** Work to be completed **
Reproduce the closing part of the entries exactly: the line with "Query: green leaf" and all lines after it, ending with the last line, and nothing else.

Source data
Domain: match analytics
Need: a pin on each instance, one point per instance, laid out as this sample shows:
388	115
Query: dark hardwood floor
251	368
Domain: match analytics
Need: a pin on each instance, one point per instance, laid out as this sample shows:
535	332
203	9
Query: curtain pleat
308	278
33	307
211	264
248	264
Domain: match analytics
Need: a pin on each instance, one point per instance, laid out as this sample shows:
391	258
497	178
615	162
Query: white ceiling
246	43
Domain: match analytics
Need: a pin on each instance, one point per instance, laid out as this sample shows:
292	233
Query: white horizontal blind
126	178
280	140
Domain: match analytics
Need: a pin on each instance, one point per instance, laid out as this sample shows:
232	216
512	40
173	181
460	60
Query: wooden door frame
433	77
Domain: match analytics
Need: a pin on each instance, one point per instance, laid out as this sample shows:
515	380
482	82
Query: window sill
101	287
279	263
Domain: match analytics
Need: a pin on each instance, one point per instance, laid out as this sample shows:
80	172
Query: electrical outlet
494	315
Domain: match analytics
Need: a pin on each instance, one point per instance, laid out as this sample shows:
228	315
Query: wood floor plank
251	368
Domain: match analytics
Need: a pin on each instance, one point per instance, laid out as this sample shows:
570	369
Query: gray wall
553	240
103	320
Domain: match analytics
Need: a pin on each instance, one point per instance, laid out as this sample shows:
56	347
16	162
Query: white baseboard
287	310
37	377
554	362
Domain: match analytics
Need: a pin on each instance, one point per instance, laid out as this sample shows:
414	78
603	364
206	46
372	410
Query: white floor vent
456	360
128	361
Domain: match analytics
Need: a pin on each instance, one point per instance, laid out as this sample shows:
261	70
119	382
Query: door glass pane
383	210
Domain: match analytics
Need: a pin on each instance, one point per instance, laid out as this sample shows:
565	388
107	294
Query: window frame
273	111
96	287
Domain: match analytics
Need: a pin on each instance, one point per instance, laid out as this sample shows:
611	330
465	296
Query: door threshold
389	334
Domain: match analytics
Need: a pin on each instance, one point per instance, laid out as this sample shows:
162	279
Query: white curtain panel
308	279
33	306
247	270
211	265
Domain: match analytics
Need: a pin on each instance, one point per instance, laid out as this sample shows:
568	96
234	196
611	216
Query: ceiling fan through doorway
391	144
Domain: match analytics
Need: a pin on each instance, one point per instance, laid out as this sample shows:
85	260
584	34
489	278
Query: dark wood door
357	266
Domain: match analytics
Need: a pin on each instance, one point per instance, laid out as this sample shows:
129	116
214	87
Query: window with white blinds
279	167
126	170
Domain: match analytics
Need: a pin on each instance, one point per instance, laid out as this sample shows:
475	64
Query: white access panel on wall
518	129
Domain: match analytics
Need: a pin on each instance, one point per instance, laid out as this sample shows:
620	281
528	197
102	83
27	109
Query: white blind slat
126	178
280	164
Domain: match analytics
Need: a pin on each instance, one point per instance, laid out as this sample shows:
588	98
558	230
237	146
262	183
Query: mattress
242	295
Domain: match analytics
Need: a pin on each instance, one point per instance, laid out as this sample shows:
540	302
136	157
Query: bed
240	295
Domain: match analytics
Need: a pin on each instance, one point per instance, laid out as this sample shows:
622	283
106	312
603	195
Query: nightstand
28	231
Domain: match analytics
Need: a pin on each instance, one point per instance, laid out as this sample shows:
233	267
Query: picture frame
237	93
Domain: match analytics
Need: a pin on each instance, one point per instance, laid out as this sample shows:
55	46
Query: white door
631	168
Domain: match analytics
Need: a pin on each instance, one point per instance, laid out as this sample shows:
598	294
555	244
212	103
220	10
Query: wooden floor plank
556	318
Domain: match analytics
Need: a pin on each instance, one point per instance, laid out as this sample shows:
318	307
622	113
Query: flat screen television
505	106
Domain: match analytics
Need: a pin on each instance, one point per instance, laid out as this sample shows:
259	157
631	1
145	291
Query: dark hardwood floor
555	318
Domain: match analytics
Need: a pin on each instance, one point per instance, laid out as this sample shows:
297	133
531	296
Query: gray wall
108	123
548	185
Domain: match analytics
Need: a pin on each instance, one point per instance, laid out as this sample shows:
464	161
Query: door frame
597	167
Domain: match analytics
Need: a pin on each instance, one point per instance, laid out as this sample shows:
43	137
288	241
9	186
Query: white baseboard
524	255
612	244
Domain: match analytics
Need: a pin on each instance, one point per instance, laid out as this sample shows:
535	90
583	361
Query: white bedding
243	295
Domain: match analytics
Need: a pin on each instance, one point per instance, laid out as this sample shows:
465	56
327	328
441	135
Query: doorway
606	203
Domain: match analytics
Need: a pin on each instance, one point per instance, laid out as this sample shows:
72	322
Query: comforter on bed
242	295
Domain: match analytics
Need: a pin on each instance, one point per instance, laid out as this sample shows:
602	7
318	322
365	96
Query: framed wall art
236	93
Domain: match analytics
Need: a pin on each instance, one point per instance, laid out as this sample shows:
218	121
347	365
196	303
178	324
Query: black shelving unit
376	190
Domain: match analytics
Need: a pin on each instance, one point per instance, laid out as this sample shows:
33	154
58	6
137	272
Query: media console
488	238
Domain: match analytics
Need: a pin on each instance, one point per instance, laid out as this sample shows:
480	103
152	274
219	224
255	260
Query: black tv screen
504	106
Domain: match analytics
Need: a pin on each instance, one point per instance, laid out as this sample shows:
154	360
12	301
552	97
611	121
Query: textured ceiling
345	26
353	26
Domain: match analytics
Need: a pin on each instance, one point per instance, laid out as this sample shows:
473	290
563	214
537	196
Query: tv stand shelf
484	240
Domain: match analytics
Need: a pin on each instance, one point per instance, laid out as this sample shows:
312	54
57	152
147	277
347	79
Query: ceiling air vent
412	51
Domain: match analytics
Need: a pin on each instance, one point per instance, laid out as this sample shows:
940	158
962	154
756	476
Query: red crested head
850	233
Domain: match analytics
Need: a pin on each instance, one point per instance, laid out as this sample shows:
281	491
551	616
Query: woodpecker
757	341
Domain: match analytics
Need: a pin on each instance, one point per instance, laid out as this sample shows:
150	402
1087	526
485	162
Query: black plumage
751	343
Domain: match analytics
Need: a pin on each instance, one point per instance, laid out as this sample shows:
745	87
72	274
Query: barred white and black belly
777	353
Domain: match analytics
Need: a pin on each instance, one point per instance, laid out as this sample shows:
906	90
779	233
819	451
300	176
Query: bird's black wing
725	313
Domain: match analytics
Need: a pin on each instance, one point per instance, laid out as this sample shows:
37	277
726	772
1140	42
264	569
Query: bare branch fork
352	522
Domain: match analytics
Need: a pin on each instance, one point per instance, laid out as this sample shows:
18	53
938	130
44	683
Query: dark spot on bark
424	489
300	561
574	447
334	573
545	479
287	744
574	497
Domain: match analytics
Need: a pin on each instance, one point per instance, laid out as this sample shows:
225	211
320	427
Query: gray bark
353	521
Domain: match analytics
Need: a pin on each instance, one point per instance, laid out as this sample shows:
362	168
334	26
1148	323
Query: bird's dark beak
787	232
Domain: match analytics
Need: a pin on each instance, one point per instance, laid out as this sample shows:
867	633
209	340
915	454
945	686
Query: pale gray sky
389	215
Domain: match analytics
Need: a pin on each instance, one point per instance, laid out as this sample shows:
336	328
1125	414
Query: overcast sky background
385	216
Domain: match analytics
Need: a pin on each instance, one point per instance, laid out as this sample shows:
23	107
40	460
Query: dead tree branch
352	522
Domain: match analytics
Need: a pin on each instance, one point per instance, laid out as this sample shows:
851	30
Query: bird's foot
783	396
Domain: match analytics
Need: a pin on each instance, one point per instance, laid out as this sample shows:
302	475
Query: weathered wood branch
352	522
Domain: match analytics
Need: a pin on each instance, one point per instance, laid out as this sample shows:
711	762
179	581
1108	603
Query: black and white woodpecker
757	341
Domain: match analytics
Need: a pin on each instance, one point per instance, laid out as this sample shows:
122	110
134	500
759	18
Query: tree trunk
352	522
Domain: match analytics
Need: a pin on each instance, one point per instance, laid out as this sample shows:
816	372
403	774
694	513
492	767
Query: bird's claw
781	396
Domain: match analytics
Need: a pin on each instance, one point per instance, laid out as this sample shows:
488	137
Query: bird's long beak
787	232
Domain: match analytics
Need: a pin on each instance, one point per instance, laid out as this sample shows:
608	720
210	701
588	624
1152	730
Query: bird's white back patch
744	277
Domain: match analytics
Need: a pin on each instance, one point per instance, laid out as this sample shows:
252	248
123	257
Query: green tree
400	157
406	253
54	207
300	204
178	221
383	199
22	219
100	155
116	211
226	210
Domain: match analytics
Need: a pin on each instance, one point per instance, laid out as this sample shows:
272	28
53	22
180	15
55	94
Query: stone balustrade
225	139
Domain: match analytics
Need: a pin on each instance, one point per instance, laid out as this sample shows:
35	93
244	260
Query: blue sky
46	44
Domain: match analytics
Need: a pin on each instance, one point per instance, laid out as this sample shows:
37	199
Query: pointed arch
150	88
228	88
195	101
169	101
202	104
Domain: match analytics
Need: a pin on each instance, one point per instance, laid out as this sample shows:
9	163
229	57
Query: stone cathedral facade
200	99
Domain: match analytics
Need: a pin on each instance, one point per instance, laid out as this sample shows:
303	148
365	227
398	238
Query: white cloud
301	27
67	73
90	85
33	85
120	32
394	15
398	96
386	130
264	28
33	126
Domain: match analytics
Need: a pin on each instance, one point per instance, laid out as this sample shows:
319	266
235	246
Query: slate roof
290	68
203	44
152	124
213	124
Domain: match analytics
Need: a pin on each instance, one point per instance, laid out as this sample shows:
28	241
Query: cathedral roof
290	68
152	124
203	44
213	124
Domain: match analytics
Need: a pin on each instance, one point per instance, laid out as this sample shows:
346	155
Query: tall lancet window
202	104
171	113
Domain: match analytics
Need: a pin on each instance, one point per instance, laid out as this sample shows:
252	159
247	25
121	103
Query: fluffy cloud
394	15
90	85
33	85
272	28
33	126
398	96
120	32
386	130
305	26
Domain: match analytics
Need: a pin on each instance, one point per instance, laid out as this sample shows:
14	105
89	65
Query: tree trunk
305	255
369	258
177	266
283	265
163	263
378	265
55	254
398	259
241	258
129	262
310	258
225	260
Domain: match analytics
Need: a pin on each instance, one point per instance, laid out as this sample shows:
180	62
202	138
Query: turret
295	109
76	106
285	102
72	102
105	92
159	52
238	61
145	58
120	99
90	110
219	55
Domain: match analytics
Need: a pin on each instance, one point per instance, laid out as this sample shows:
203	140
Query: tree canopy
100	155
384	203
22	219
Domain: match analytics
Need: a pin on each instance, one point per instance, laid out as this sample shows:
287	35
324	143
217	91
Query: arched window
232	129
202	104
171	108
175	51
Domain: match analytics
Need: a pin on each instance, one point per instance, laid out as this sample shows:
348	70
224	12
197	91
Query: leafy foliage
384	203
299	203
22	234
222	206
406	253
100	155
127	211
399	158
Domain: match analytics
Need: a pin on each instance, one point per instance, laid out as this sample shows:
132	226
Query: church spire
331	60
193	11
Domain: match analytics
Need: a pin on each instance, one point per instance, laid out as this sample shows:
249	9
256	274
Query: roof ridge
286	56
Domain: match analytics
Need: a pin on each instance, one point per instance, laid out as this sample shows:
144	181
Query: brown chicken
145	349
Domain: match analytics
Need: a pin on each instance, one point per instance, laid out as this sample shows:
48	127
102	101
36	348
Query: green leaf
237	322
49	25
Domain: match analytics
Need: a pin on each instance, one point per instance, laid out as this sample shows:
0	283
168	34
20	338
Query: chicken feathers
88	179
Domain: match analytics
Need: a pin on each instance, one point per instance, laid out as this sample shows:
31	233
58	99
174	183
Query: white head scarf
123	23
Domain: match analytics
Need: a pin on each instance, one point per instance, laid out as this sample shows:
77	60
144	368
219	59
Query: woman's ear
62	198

** Solved problem **
Query: green leaf
237	322
49	25
Domain: match analytics
Need: a pin on each instance, one point per instance, laid out as this sample shows:
0	283
168	34
20	338
Query: chicken feathers
88	179
Domain: match analytics
Need: a pin on each instance, one point per instance, laid out as this sample shows:
31	233
58	99
174	183
Query: white head scarf
123	23
Domain: match analytics
Need: a pin on each instance, one point per instance, laid out as this sample shows:
77	60
144	368
219	59
Query: woman's ear
62	198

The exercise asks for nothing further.